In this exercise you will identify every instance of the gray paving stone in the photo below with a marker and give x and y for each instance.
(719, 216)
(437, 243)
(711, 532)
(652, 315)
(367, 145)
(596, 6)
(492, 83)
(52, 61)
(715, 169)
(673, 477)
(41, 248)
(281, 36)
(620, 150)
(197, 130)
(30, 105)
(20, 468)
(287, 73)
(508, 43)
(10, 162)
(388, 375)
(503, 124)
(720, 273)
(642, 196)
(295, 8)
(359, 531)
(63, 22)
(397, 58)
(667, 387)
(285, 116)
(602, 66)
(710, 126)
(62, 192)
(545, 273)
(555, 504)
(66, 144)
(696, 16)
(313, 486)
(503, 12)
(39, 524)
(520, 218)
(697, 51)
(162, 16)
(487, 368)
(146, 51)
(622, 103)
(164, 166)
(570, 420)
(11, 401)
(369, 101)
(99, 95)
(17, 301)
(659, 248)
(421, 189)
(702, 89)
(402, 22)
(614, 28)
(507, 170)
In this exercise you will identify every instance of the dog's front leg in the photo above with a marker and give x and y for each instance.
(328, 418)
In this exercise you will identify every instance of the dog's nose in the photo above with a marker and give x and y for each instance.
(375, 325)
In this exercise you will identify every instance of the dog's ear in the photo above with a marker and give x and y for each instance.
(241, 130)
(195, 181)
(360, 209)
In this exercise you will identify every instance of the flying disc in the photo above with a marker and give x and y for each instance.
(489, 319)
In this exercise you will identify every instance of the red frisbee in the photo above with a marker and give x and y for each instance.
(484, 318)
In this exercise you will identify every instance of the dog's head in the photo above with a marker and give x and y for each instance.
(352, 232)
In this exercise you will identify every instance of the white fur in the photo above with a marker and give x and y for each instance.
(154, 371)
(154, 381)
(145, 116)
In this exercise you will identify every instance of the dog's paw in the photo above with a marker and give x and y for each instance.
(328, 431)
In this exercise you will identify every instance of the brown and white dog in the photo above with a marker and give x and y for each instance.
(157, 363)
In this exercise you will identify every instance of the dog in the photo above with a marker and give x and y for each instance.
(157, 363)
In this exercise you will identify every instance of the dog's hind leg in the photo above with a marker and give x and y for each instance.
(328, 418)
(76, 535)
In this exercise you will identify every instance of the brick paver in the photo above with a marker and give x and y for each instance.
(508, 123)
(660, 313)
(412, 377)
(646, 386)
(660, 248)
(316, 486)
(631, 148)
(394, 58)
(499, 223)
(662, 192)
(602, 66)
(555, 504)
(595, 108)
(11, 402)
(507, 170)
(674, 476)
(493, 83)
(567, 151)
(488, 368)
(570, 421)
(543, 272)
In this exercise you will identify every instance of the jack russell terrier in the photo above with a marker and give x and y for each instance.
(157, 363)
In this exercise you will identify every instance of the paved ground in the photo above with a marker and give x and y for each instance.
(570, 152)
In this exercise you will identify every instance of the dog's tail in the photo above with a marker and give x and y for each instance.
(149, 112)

WHAT THE TASK ASKS —
Once more and in full, please write out the listing above exactly.

WRITTEN RESPONSE —
In this exercise you will identify every instance of the gray paving stone in the photo below with a marker and give x and y for each instance.
(719, 216)
(437, 243)
(711, 532)
(652, 315)
(367, 145)
(596, 6)
(492, 83)
(52, 61)
(715, 169)
(673, 477)
(41, 248)
(281, 36)
(620, 150)
(197, 130)
(30, 105)
(20, 468)
(287, 73)
(508, 43)
(10, 162)
(388, 375)
(503, 124)
(720, 273)
(642, 196)
(295, 8)
(359, 531)
(63, 22)
(397, 58)
(667, 387)
(285, 116)
(602, 66)
(710, 126)
(62, 192)
(545, 273)
(555, 504)
(66, 144)
(696, 16)
(313, 486)
(503, 12)
(39, 524)
(520, 218)
(697, 51)
(162, 16)
(487, 368)
(146, 51)
(622, 103)
(164, 166)
(570, 420)
(11, 401)
(369, 101)
(99, 95)
(17, 301)
(659, 248)
(421, 189)
(702, 89)
(402, 22)
(614, 28)
(507, 170)
In this exercise you will identify every instance of the dog's front leg in the photo above with a marker and give x and y for each instance.
(328, 418)
In this exercise you will identify every instance of the dog's nose in the photo above with a marker and give x and y for each instance.
(375, 325)
In this exercise you will identify every instance of the dog's ear in the photo above with a marker and give x and y for each instance.
(241, 130)
(195, 181)
(360, 209)
In this exercise you will identify every instance of the flying disc in the photo above with a marker and give x and y for each instance.
(489, 319)
In this exercise you will identify every instance of the red frisbee in the photo above with a marker and give x and y for each instance.
(484, 318)
In this exercise you will identify every instance of the dog's head in the photo above with a marker and give x and y for each instance.
(352, 232)
In this exercise you will identify every instance of the white fur in the photo above with a marker and give x and y for each instance.
(154, 371)
(154, 381)
(145, 116)
In this exercise you will identify every instance of the dog's paw in the photo above with a marker and give x and y for each instance.
(328, 431)
In this exercise you will identify every instance of the brown and white dog in the photo above with a marker and give x and y for each instance.
(157, 363)
In this exercise you will identify every instance of the dog in the photo above with a marker and give x and y for each instance.
(157, 363)
In this exercise you will identify every instance of the dog's hind leg in the photo above with a marker and give x and y for each instance.
(328, 418)
(76, 535)
In this exercise you will identify every instance of the brick paver in the photo above with a marker and give x and y for each instance.
(508, 123)
(660, 313)
(412, 377)
(646, 386)
(660, 248)
(316, 486)
(631, 148)
(394, 58)
(499, 223)
(662, 192)
(602, 66)
(555, 504)
(595, 108)
(11, 402)
(507, 170)
(674, 476)
(493, 83)
(567, 151)
(488, 368)
(570, 421)
(543, 272)
In this exercise you will identify every instance of the jack russell terrier in the photo above with a marker and give x and y for each instance.
(157, 363)
In this exercise you will identify every instance of the paved ground in the photo above with a marker and give x and y for each instance.
(570, 152)
In this exercise you will identify every instance of the dog's tail in the photo above with a marker and give x and y for each instance.
(149, 112)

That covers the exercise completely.